Say yes or no to whether each statement agrees with the text on markets, and quote the words from it that settle each one: (a) The writer gives advice on stock market investing when asked. (b) The text says no single person is in charge of markets. (c) The text describes markets as a physical place where people go to shop.

Reading text >>
——
When I tell people I am an economist, some ask me if I can advise them on how to invest in the stock market. My response is usually:

I have no idea, and you probably wouldn’t want my advice, as I too seek an expert for those matters!

I always thought it odd that I am asked this question, until I really started thinking about markets through the eyes of others.

When we hear the word “market” we either think of the stock market or a farmer’s market. Words evoke images in our minds, and markets as used by economists lead people to the wrong picture.

  • Markets can’t be seen, felt, or touched.
  • Unlike the supermarket, markets are not a physical place we go, park our car and shop for what we need.
  • Markets are an institutional setting in which we trade with one another using prices.

Prices coordinate our activity with one another. There is no one person in charge. No one conjured up a market one day and said, “it will be.” Markets are a result of human action, not human design. They are emergent orders and arise through our inter-dependency on one another.

In fact, the term “market process” is a much better phrase to use when discussing markets, because it captures the dynamism of markets and their ongoing innovation, trade and exchange.

Markets Arise from How We Were Created

Will Rogers said,

We couldn’t live a day without depending on everybody.

He’s absolutely correct. That is how God created us. He could have created us to be self-sufficient. Instead, he created us to be dependent on one another, with creativity, initiative, and ingenuity to help meet each other’s needs.

Our anthropology drives us to serve one another. We were created uniquely with special gifts and talents (Matthew 25:14-30), and called into community to love and serve one another (Matthew 22:36-40).

If we were all the same, how could we serve one another? It would be very difficult if not impossible, because we would all share the same gifts and the same shortcomings.

Markets are one way of facilitating this service. We are brought together through our comparative advantage to serve each other. We provide others with goods and services we are good at producing, and purchase things we are not-so-good at producing. This is the market process.
——
Information provided >>
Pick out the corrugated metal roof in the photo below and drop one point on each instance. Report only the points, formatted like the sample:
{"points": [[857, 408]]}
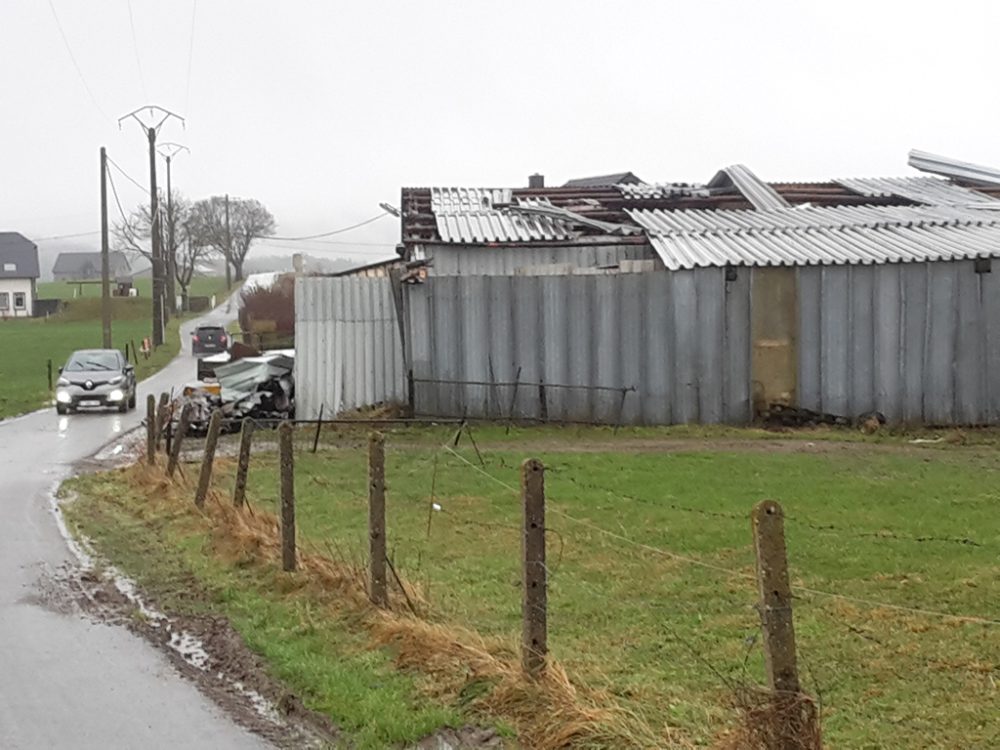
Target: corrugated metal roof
{"points": [[644, 191], [929, 190], [948, 167], [804, 217], [795, 246], [759, 193]]}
——
Exercise result >>
(a) No: "I have no idea, and you probably wouldn’t want my advice, as I too seek an expert for those matters!"
(b) Yes: "There is no one person in charge."
(c) No: "markets are not a physical place we go, park our car and shop for what we need."